- [Instructions for the task]:
Can you turn the records below into a Markdown table with the columns Row and Line, giving each non-blank line its own numbered row and leaving out the blank lines?

** begin Record extracts **

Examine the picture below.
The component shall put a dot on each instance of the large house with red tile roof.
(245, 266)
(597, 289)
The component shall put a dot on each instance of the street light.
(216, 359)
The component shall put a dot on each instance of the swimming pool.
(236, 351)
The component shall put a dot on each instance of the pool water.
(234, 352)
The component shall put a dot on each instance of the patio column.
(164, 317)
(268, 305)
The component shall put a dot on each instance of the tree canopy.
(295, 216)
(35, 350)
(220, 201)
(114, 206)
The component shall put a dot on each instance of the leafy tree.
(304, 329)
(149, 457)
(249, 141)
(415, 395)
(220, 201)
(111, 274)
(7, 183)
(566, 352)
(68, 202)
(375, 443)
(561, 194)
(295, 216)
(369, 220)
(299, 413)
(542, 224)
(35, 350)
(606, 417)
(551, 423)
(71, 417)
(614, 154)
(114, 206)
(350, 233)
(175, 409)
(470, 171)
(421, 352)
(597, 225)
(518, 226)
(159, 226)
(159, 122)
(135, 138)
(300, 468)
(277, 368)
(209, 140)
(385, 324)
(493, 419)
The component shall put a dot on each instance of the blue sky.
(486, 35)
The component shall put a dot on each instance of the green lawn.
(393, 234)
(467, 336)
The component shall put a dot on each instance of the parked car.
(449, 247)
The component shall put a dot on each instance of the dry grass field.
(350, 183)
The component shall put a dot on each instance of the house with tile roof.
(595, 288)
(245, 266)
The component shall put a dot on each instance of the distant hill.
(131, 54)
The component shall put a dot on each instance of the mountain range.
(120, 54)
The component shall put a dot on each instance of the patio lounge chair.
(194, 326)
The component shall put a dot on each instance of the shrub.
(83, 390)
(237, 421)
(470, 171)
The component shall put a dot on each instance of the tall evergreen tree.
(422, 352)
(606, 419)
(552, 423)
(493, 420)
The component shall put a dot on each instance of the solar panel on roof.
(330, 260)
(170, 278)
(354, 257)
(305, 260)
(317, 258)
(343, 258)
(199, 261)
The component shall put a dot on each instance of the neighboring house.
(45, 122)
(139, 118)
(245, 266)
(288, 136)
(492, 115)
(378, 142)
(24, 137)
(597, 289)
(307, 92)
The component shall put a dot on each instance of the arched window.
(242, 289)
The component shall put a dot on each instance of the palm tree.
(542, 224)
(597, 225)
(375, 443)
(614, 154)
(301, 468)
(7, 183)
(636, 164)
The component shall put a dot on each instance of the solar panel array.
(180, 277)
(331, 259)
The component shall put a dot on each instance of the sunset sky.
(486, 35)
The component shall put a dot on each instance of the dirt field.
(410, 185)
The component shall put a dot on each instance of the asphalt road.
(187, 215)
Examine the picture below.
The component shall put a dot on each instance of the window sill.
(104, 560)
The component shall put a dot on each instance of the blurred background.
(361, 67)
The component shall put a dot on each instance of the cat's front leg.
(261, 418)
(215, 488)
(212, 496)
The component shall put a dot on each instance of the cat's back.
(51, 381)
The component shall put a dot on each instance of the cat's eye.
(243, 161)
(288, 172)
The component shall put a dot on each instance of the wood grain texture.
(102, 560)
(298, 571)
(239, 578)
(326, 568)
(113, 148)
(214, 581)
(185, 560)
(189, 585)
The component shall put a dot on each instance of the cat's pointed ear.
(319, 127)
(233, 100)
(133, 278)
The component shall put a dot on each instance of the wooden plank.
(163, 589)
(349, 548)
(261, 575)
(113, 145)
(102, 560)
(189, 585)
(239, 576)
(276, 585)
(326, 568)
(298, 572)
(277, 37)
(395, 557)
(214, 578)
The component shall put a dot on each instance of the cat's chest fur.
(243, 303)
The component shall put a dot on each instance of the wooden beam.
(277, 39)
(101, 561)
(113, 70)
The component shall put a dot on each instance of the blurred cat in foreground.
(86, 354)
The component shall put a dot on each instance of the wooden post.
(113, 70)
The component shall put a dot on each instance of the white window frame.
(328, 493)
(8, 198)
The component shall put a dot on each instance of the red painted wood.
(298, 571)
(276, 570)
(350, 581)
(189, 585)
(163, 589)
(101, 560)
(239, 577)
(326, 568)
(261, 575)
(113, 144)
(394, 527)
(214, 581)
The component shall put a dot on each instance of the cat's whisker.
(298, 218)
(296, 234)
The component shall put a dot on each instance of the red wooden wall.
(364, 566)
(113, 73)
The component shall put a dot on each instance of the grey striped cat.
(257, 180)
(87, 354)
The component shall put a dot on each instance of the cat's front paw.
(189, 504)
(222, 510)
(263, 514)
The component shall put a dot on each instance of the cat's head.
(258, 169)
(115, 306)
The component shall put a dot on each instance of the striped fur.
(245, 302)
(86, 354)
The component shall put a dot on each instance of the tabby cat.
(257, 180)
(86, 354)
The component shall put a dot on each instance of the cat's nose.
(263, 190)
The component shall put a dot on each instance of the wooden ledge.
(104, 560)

** end Record extracts **

- [Response to this exercise]:
| Row | Line |
|---|---|
| 1 | Examine the picture below. |
| 2 | The component shall put a dot on each instance of the large house with red tile roof. |
| 3 | (245, 266) |
| 4 | (597, 289) |
| 5 | The component shall put a dot on each instance of the street light. |
| 6 | (216, 359) |
| 7 | The component shall put a dot on each instance of the swimming pool. |
| 8 | (236, 351) |
| 9 | The component shall put a dot on each instance of the pool water. |
| 10 | (234, 352) |
| 11 | The component shall put a dot on each instance of the patio column. |
| 12 | (164, 317) |
| 13 | (268, 305) |
| 14 | The component shall put a dot on each instance of the tree canopy. |
| 15 | (295, 216) |
| 16 | (35, 350) |
| 17 | (220, 201) |
| 18 | (114, 206) |
| 19 | The component shall put a dot on each instance of the leafy tree. |
| 20 | (304, 329) |
| 21 | (149, 457) |
| 22 | (249, 141) |
| 23 | (415, 395) |
| 24 | (220, 201) |
| 25 | (111, 274) |
| 26 | (7, 183) |
| 27 | (566, 352) |
| 28 | (68, 202) |
| 29 | (375, 443) |
| 30 | (561, 194) |
| 31 | (295, 216) |
| 32 | (369, 220) |
| 33 | (299, 413) |
| 34 | (542, 224) |
| 35 | (35, 350) |
| 36 | (606, 417) |
| 37 | (551, 423) |
| 38 | (71, 417) |
| 39 | (614, 154) |
| 40 | (114, 206) |
| 41 | (350, 233) |
| 42 | (175, 409) |
| 43 | (470, 171) |
| 44 | (421, 352) |
| 45 | (597, 225) |
| 46 | (518, 226) |
| 47 | (159, 226) |
| 48 | (159, 122) |
| 49 | (135, 138) |
| 50 | (300, 468) |
| 51 | (277, 368) |
| 52 | (209, 140) |
| 53 | (385, 324) |
| 54 | (493, 419) |
| 55 | The component shall put a dot on each instance of the blue sky. |
| 56 | (486, 35) |
| 57 | The component shall put a dot on each instance of the green lawn. |
| 58 | (393, 234) |
| 59 | (467, 336) |
| 60 | The component shall put a dot on each instance of the parked car. |
| 61 | (449, 247) |
| 62 | The component shall put a dot on each instance of the dry grass field. |
| 63 | (350, 183) |
| 64 | The component shall put a dot on each instance of the house with tile roof. |
| 65 | (595, 288) |
| 66 | (245, 266) |
| 67 | The component shall put a dot on each instance of the distant hill. |
| 68 | (131, 54) |
| 69 | The component shall put a dot on each instance of the mountain range. |
| 70 | (120, 54) |
| 71 | The component shall put a dot on each instance of the patio lounge chair. |
| 72 | (194, 326) |
| 73 | The component shall put a dot on each instance of the shrub. |
| 74 | (83, 390) |
| 75 | (237, 421) |
| 76 | (470, 171) |
| 77 | The component shall put a dot on each instance of the tall evergreen tree. |
| 78 | (422, 352) |
| 79 | (606, 419) |
| 80 | (552, 423) |
| 81 | (493, 420) |
| 82 | The component shall put a dot on each instance of the solar panel on roof. |
| 83 | (330, 260) |
| 84 | (170, 278) |
| 85 | (354, 257) |
| 86 | (305, 260) |
| 87 | (317, 258) |
| 88 | (343, 258) |
| 89 | (199, 261) |
| 90 | The component shall put a dot on each instance of the neighboring house. |
| 91 | (45, 122) |
| 92 | (139, 118) |
| 93 | (245, 266) |
| 94 | (288, 136) |
| 95 | (492, 115) |
| 96 | (378, 142) |
| 97 | (24, 137) |
| 98 | (597, 289) |
| 99 | (307, 92) |
| 100 | The component shall put a dot on each instance of the arched window. |
| 101 | (242, 289) |
| 102 | The component shall put a dot on each instance of the palm tree. |
| 103 | (542, 224) |
| 104 | (597, 225) |
| 105 | (375, 443) |
| 106 | (614, 154) |
| 107 | (301, 468) |
| 108 | (7, 183) |
| 109 | (636, 164) |
| 110 | The component shall put a dot on each instance of the solar panel array. |
| 111 | (180, 277) |
| 112 | (331, 259) |
| 113 | The component shall put a dot on each instance of the sunset sky. |
| 114 | (486, 35) |
| 115 | The component shall put a dot on each instance of the dirt field. |
| 116 | (410, 185) |
| 117 | The component shall put a dot on each instance of the asphalt road. |
| 118 | (187, 215) |
| 119 | Examine the picture below. |
| 120 | The component shall put a dot on each instance of the window sill. |
| 121 | (104, 560) |
| 122 | The component shall put a dot on each instance of the blurred background. |
| 123 | (361, 67) |
| 124 | The component shall put a dot on each instance of the cat's front leg. |
| 125 | (261, 418) |
| 126 | (215, 488) |
| 127 | (212, 496) |
| 128 | The component shall put a dot on each instance of the cat's back. |
| 129 | (51, 381) |
| 130 | The component shall put a dot on each instance of the cat's eye. |
| 131 | (243, 161) |
| 132 | (288, 172) |
| 133 | The component shall put a dot on each instance of the wood grain texture. |
| 134 | (102, 560) |
| 135 | (298, 571) |
| 136 | (239, 578) |
| 137 | (326, 568) |
| 138 | (113, 148) |
| 139 | (214, 581) |
| 140 | (185, 560) |
| 141 | (189, 585) |
| 142 | The component shall put a dot on each instance of the cat's pointed ear. |
| 143 | (319, 127) |
| 144 | (233, 100) |
| 145 | (133, 278) |
| 146 | The component shall put a dot on each instance of the wooden plank. |
| 147 | (163, 589) |
| 148 | (349, 548) |
| 149 | (261, 575) |
| 150 | (113, 145) |
| 151 | (102, 560) |
| 152 | (189, 585) |
| 153 | (239, 576) |
| 154 | (276, 585) |
| 155 | (326, 568) |
| 156 | (298, 572) |
| 157 | (277, 37) |
| 158 | (395, 557) |
| 159 | (214, 578) |
| 160 | The component shall put a dot on each instance of the cat's chest fur. |
| 161 | (243, 303) |
| 162 | The component shall put a dot on each instance of the wooden beam. |
| 163 | (277, 39) |
| 164 | (101, 561) |
| 165 | (113, 70) |
| 166 | The component shall put a dot on each instance of the blurred cat in foreground. |
| 167 | (86, 354) |
| 168 | The component shall put a dot on each instance of the wooden post. |
| 169 | (113, 70) |
| 170 | The component shall put a dot on each instance of the white window frame. |
| 171 | (328, 493) |
| 172 | (8, 198) |
| 173 | The component shall put a dot on each instance of the red painted wood. |
| 174 | (298, 571) |
| 175 | (276, 570) |
| 176 | (350, 581) |
| 177 | (189, 585) |
| 178 | (163, 589) |
| 179 | (101, 560) |
| 180 | (239, 577) |
| 181 | (326, 568) |
| 182 | (261, 575) |
| 183 | (113, 144) |
| 184 | (394, 527) |
| 185 | (214, 581) |
| 186 | The component shall put a dot on each instance of the cat's whisker. |
| 187 | (298, 218) |
| 188 | (296, 234) |
| 189 | The component shall put a dot on each instance of the red wooden wall. |
| 190 | (364, 566) |
| 191 | (113, 73) |
| 192 | The component shall put a dot on each instance of the grey striped cat. |
| 193 | (257, 180) |
| 194 | (87, 354) |
| 195 | The component shall put a dot on each instance of the cat's front paw. |
| 196 | (189, 504) |
| 197 | (222, 510) |
| 198 | (263, 514) |
| 199 | The component shall put a dot on each instance of the cat's head. |
| 200 | (258, 169) |
| 201 | (115, 306) |
| 202 | The component shall put a dot on each instance of the striped fur. |
| 203 | (245, 302) |
| 204 | (86, 354) |
| 205 | The component shall put a dot on each instance of the tabby cat. |
| 206 | (257, 180) |
| 207 | (86, 354) |
| 208 | The component shall put a dot on each instance of the cat's nose. |
| 209 | (263, 190) |
| 210 | The component shall put a dot on each instance of the wooden ledge. |
| 211 | (104, 560) |